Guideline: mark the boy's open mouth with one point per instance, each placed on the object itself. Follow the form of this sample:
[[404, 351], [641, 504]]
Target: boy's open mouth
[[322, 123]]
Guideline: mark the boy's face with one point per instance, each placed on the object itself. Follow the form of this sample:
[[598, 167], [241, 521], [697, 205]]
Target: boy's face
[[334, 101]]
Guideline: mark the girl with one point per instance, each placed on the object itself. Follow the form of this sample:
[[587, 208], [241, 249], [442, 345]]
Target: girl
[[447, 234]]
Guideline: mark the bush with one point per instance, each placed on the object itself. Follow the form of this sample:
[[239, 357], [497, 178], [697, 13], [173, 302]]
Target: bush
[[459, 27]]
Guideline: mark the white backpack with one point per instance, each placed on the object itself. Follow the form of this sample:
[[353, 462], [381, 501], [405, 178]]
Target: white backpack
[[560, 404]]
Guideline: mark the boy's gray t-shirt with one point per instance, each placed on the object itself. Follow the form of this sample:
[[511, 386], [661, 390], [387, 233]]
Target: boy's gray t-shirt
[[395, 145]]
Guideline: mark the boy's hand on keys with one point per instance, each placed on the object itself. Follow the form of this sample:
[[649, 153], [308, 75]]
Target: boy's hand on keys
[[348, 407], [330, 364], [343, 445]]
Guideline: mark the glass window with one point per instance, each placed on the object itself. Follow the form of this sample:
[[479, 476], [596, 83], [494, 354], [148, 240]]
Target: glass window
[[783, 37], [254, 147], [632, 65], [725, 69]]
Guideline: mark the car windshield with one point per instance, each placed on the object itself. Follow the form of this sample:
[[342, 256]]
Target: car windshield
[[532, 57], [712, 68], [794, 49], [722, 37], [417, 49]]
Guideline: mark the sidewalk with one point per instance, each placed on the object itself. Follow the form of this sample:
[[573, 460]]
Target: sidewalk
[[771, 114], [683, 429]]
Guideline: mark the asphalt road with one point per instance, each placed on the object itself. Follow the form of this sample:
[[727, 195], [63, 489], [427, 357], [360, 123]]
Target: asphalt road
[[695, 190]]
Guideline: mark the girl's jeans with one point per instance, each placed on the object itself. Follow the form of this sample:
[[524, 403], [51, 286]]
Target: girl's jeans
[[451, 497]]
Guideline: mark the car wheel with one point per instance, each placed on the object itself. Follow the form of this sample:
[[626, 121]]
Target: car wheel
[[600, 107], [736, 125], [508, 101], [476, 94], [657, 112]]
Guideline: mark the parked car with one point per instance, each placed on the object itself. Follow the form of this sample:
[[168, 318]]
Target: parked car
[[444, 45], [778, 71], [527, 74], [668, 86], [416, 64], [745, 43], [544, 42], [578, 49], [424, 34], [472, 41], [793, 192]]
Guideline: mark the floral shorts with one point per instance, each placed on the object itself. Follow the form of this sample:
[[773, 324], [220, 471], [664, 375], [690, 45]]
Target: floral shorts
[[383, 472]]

[Problem requirements]
Convert every line of the listing above into a JSON array of strings, with one string per line and no entries for blank lines.

[Correct answer]
[
  "Guideline: mark the boy's open mouth with one point per instance, each placed on the object itself. Follow the form of this sample:",
  "[[404, 351], [641, 504]]",
  "Target: boy's open mouth",
  "[[322, 123]]",
  "Guideline: mark the boy's face with one point per instance, each placed on the object itself. Follow the form of this sample:",
  "[[598, 167], [241, 521], [697, 205]]",
  "Target: boy's face",
  "[[334, 101]]",
  "Guideline: mark the girl with one point per instance, each placed on the object itself. Follow the form of this sample:",
  "[[587, 208], [241, 249], [442, 345]]",
  "Target: girl",
  "[[447, 234]]",
  "Guideline: mark the bush with one point per instance, each placed on the object itself. Follow the form of this sample:",
  "[[239, 357], [497, 178], [697, 13], [173, 302]]",
  "Target: bush",
  "[[459, 27]]",
  "Guideline: mark the white backpack with one point per instance, each placed on the object itself. Follow the form of this sample:",
  "[[353, 462], [381, 501], [405, 178]]",
  "Target: white backpack",
  "[[560, 404]]",
  "Guideline: mark the boy's gray t-shirt with one point per instance, each placed on the object itself. Follow the form of this sample:",
  "[[511, 386], [661, 390], [387, 233]]",
  "Target: boy's gray t-shirt",
  "[[395, 145]]",
  "Guideline: mark the boy's hand on keys with one point per instance, each placed on the object itself. Follow the form of this sample:",
  "[[649, 153], [308, 75]]",
  "Target: boy's hand on keys",
  "[[348, 407], [330, 364], [343, 445]]",
  "Guideline: mark the glass window with one point per instance, each placed on the object itself. Follow the form of this sample:",
  "[[479, 476], [596, 83], [494, 354], [148, 240]]",
  "Target: glass window",
  "[[783, 37], [254, 147], [632, 65], [725, 69]]",
  "Guideline: mark the car windshield with one point per instance, each placed on the object itself. Follow the form of this sample:",
  "[[342, 256]]",
  "Target: car windshield",
  "[[532, 57], [712, 68], [794, 49], [722, 37], [417, 49]]",
  "Guideline: mark the sidewalk with one point per instance, each placed on the object itself. Follow the form of this sample:",
  "[[573, 460]]",
  "Target: sidewalk",
  "[[771, 114], [683, 429]]",
  "Guideline: mark the asphalt road with one point per instance, each placed on the object itself. Follow the form of this sample:",
  "[[727, 195], [63, 489], [427, 357], [360, 123]]",
  "Target: asphalt road",
  "[[695, 190]]",
  "Guideline: mark the girl's jeans with one point per instance, each placed on the object itself. Follow the form of this sample:",
  "[[524, 403], [51, 286]]",
  "Target: girl's jeans",
  "[[451, 497]]",
  "Guideline: mark the car wheel with one point per instance, each placed on the object itself. Follow the form of this sample:",
  "[[626, 121]]",
  "Target: car wheel",
  "[[600, 107], [736, 125], [508, 101], [476, 94], [657, 112]]",
  "Guideline: mark the parked car with one point per instance, each placed on the object itself. Follow the form of this sample:",
  "[[168, 318]]",
  "Target: parked car",
  "[[444, 45], [778, 71], [527, 74], [668, 86], [416, 64], [745, 43], [544, 42], [578, 49], [424, 34], [472, 41], [793, 192]]",
  "Guideline: mark the floral shorts with one point per instance, each placed on the object itself. Follow the form of this sample:",
  "[[773, 324], [220, 471], [664, 375], [690, 45]]",
  "Target: floral shorts",
  "[[383, 472]]"
]